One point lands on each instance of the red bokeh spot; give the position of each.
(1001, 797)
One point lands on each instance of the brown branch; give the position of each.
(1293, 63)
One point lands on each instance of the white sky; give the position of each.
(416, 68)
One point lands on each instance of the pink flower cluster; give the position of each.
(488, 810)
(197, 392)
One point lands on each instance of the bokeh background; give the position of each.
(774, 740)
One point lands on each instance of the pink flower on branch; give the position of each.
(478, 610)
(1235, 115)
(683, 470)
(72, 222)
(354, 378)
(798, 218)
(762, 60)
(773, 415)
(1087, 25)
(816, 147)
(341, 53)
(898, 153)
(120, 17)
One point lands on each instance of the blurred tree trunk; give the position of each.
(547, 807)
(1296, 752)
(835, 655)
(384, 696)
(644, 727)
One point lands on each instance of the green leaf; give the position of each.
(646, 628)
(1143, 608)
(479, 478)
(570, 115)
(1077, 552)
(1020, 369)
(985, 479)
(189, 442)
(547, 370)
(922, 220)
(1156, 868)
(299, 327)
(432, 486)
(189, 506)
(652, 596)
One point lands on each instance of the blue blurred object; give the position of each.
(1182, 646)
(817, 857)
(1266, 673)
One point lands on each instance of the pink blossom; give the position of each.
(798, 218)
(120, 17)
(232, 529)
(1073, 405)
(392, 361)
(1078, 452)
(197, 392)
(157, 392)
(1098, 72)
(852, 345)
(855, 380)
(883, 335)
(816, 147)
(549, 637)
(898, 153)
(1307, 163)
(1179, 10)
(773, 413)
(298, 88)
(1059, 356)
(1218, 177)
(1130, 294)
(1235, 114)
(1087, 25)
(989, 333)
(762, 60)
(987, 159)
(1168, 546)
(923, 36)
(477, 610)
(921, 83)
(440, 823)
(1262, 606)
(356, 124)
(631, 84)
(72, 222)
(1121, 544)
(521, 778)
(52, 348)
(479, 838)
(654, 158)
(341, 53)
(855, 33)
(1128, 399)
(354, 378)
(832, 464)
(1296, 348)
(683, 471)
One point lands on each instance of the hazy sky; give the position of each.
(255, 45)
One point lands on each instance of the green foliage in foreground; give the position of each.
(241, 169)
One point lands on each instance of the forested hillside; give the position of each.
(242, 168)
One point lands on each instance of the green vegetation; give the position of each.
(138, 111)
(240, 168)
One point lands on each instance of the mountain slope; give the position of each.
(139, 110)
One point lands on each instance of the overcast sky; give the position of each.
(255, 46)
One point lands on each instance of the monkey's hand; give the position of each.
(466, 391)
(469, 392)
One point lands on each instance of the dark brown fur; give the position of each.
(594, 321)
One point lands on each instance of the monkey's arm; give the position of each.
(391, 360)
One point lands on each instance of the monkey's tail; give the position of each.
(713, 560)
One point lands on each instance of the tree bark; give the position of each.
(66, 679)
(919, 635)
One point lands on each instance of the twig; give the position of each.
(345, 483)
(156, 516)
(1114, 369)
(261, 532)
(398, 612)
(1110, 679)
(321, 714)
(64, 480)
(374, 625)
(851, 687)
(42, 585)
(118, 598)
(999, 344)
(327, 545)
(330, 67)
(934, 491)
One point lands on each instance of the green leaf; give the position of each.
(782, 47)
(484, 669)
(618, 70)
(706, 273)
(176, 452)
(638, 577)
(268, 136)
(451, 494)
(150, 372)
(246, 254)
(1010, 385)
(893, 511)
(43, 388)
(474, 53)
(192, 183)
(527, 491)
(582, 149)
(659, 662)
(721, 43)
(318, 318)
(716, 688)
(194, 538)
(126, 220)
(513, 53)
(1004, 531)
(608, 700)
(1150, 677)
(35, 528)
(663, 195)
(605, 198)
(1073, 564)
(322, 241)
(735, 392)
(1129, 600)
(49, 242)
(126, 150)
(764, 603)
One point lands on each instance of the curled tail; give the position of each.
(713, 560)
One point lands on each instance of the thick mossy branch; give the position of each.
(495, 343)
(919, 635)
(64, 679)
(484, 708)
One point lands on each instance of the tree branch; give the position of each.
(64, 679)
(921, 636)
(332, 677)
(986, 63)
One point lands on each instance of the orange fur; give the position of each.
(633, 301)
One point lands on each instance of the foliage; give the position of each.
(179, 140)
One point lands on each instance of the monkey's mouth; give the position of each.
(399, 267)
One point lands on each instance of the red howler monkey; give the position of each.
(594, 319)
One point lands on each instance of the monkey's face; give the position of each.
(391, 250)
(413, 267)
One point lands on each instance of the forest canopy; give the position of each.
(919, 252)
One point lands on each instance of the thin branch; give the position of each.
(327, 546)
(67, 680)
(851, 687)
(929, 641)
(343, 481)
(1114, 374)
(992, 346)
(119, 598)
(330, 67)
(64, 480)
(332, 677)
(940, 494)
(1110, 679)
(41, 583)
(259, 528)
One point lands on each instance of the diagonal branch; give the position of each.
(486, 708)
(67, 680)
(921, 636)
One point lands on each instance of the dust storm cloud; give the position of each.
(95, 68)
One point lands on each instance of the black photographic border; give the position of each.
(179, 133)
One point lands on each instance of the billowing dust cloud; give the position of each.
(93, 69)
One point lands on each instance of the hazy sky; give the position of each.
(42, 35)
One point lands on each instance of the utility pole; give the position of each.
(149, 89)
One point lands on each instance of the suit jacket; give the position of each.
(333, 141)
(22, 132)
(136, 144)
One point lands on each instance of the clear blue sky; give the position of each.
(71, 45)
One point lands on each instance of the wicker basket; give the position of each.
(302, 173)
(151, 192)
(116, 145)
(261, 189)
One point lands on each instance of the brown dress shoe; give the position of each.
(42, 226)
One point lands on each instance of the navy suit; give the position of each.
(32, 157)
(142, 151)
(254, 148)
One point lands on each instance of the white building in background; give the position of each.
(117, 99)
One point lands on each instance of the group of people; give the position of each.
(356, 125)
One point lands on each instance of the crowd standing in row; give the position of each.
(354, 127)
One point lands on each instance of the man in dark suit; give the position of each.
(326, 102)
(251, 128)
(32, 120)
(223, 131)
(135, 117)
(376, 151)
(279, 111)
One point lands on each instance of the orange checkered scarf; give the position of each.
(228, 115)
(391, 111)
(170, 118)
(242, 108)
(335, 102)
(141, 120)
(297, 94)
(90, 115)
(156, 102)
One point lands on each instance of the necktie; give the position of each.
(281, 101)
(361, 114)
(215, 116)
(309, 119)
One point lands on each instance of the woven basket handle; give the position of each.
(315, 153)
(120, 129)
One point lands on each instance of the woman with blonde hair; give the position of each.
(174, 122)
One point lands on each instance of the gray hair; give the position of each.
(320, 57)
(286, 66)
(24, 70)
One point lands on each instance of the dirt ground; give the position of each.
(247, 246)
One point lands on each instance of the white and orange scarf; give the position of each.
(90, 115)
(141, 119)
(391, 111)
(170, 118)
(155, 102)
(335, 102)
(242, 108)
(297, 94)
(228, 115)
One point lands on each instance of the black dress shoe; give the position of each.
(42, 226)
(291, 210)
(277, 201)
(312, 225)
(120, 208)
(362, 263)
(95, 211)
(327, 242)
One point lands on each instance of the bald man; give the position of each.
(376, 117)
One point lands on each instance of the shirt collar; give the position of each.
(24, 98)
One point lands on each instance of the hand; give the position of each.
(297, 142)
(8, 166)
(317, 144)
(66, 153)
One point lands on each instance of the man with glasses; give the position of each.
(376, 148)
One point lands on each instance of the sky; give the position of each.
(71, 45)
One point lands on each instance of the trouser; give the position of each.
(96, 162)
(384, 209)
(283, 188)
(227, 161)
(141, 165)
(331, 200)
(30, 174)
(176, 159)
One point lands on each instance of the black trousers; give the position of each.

※

## What is being asked
Can you reproduce all of the lines above verbatim, from the first one through the last?

## Complete answer
One point lands on each instance of the red bokeh spot; give the position of each.
(1001, 797)
One point lands on each instance of the brown branch; give the position of each.
(1293, 63)
One point lands on each instance of the white sky; give the position of each.
(416, 68)
One point lands on each instance of the pink flower cluster; give the position of each.
(488, 810)
(197, 392)
One point lands on each instance of the bokeh background; give the position of each.
(774, 740)
One point lands on each instance of the pink flower on branch; give the position of each.
(478, 610)
(1235, 115)
(683, 470)
(72, 222)
(354, 378)
(798, 218)
(762, 60)
(773, 415)
(1087, 25)
(816, 147)
(341, 53)
(898, 153)
(120, 17)
One point lands on each instance of the blurred tree trunk; give the position of each.
(547, 807)
(1296, 752)
(835, 655)
(384, 696)
(644, 727)
One point lands on each instance of the green leaf; give the position of each.
(646, 628)
(1143, 608)
(479, 478)
(570, 115)
(1077, 552)
(1020, 369)
(985, 479)
(189, 442)
(547, 370)
(922, 220)
(1156, 868)
(299, 327)
(432, 486)
(189, 506)
(652, 596)
One point lands on each instance of the blue blurred object; give the position of each.
(1182, 646)
(817, 857)
(1266, 673)
One point lands on each instance of the pink blossom; give the position of each.
(798, 218)
(120, 17)
(232, 529)
(1073, 405)
(392, 361)
(1078, 452)
(197, 392)
(157, 392)
(1098, 72)
(852, 345)
(855, 380)
(883, 335)
(816, 147)
(549, 637)
(898, 153)
(1307, 163)
(1179, 10)
(773, 413)
(298, 88)
(1059, 356)
(1218, 177)
(1130, 294)
(1235, 114)
(1087, 25)
(989, 333)
(762, 60)
(987, 159)
(1168, 546)
(923, 36)
(477, 610)
(921, 83)
(440, 823)
(1262, 606)
(356, 124)
(631, 84)
(72, 222)
(1121, 544)
(521, 778)
(52, 348)
(479, 838)
(654, 158)
(341, 53)
(855, 33)
(1128, 399)
(354, 378)
(832, 464)
(1296, 348)
(683, 471)
One point lands on each instance of the hazy sky; give the position of each.
(255, 45)
One point lands on each instance of the green foliage in foreground; give the position of each.
(241, 169)
One point lands on each instance of the forested hillside; give the position of each.
(242, 168)
One point lands on each instance of the green vegetation; give the position of each.
(138, 111)
(240, 168)
One point lands on each instance of the mountain slope; give the position of each.
(139, 110)
One point lands on each instance of the overcast sky; give the position of each.
(255, 46)
One point lands on each instance of the monkey's hand; give the position of each.
(466, 391)
(469, 392)
One point lands on each instance of the dark brown fur; give the position of each.
(594, 321)
One point lands on each instance of the monkey's arm; give the position of each.
(391, 360)
One point lands on each instance of the monkey's tail; give the position of each.
(713, 560)
One point lands on each instance of the tree bark; give the position of each.
(66, 679)
(919, 635)
One point lands on each instance of the twig; give the position of each.
(345, 483)
(156, 516)
(1114, 369)
(261, 532)
(398, 612)
(1110, 679)
(321, 714)
(64, 480)
(374, 625)
(851, 687)
(42, 585)
(118, 598)
(999, 344)
(327, 545)
(330, 67)
(934, 491)
One point lands on each instance of the green leaf; give the position of each.
(782, 47)
(484, 669)
(618, 70)
(706, 273)
(176, 452)
(638, 577)
(268, 136)
(451, 494)
(150, 372)
(246, 254)
(1010, 385)
(893, 511)
(43, 388)
(474, 53)
(192, 183)
(527, 491)
(582, 149)
(659, 662)
(721, 43)
(318, 318)
(716, 688)
(194, 538)
(126, 220)
(513, 53)
(1004, 531)
(608, 700)
(1150, 677)
(35, 528)
(663, 195)
(605, 198)
(1073, 564)
(322, 241)
(735, 392)
(1129, 600)
(49, 242)
(126, 150)
(764, 603)
One point lands on each instance of the curled tail; give the position of each.
(713, 560)
One point lands on each instance of the thick mossy branch; give the position of each.
(495, 343)
(919, 635)
(64, 679)
(484, 708)
One point lands on each instance of the tree branch; give the position of each.
(64, 679)
(921, 636)
(332, 677)
(986, 63)
One point lands on each instance of the orange fur; give the position of each.
(633, 301)
One point lands on each instance of the foliage; give the position of each.
(179, 140)
One point lands on each instance of the monkey's mouth; give the position of each.
(399, 267)
One point lands on each instance of the red howler monkey; give the position of each.
(594, 319)
One point lands on each instance of the monkey's face; give the position of each.
(391, 250)
(413, 267)
One point lands on each instance of the forest canopy; give the position of each.
(919, 252)
One point lands on each instance of the thin branch; give the position of each.
(327, 546)
(67, 680)
(851, 687)
(929, 641)
(343, 481)
(1114, 374)
(992, 346)
(119, 598)
(330, 67)
(64, 480)
(332, 677)
(940, 494)
(1110, 679)
(41, 583)
(259, 528)
One point lands on each instance of the diagonal branch; give the position of each.
(486, 708)
(67, 680)
(921, 636)
One point lands on each instance of the dust storm cloud; give the position of each.
(95, 68)
One point lands on each instance of the black photographic border; give the position of each.
(179, 133)
One point lands on each instance of the billowing dust cloud; give the position of each.
(93, 69)
One point lands on each instance of the hazy sky; give the position of each.
(42, 35)
One point lands on each instance of the utility pole; give the position of each.
(149, 89)
One point lands on each instance of the suit jacket; give the position of each.
(333, 141)
(22, 132)
(136, 144)
One point lands on each instance of the clear blue sky; give the position of each.
(71, 45)
One point lands on each instance of the wicker basket; give the position of each.
(302, 173)
(151, 192)
(116, 145)
(261, 189)
One point lands on each instance of the brown dress shoe; give the position of each.
(42, 226)
One point lands on each instance of the navy suit; give the position of each.
(32, 157)
(142, 151)
(254, 148)
One point lands on each instance of the white building in background; give the position of each.
(117, 99)
One point lands on each instance of the group of people; give the position of each.
(356, 125)
One point lands on each instance of the crowd standing in row; give the position of each.
(354, 127)
One point lands on each instance of the man in dark suit; give the position of each.
(326, 102)
(251, 128)
(32, 120)
(223, 131)
(135, 117)
(376, 151)
(279, 111)
One point lands on each instance of the orange checkered scarf; give the position of each.
(228, 115)
(391, 111)
(170, 118)
(242, 108)
(335, 102)
(141, 120)
(297, 94)
(90, 115)
(156, 102)
One point lands on each instance of the necktie; give the position of each.
(281, 101)
(361, 114)
(215, 116)
(309, 119)
One point lands on each instance of the woven basket handle; give the position of each.
(315, 153)
(120, 129)
One point lands on each instance of the woman with blonde hair; give the position of each.
(174, 122)
One point lands on each instance of the gray hair; give the position of each.
(320, 57)
(286, 66)
(24, 70)
One point lands on each instance of the dirt ground; give the position of each.
(247, 246)
One point lands on each instance of the white and orange scarf; give the position of each.
(90, 115)
(141, 119)
(391, 111)
(170, 118)
(155, 102)
(335, 102)
(242, 108)
(297, 94)
(228, 115)
One point lands on each instance of the black dress shoe; give the position of each.
(42, 226)
(291, 210)
(277, 201)
(312, 225)
(120, 208)
(362, 263)
(95, 211)
(327, 242)
One point lands on each instance of the bald man; give the position of each.
(376, 117)
One point lands on each instance of the shirt collar; give the position of each.
(24, 98)
One point lands on each instance of the hand; give the position of each.
(297, 142)
(8, 166)
(317, 144)
(66, 153)
One point lands on each instance of the man with glasses; give the position of each.
(376, 148)
One point lands on each instance of the sky; give the position of each.
(71, 45)
One point lands on each instance of the trouser; give the position of each.
(96, 162)
(384, 209)
(283, 188)
(227, 161)
(141, 165)
(331, 200)
(30, 174)
(176, 159)
One point lands on each instance of the black trousers; give the position of each.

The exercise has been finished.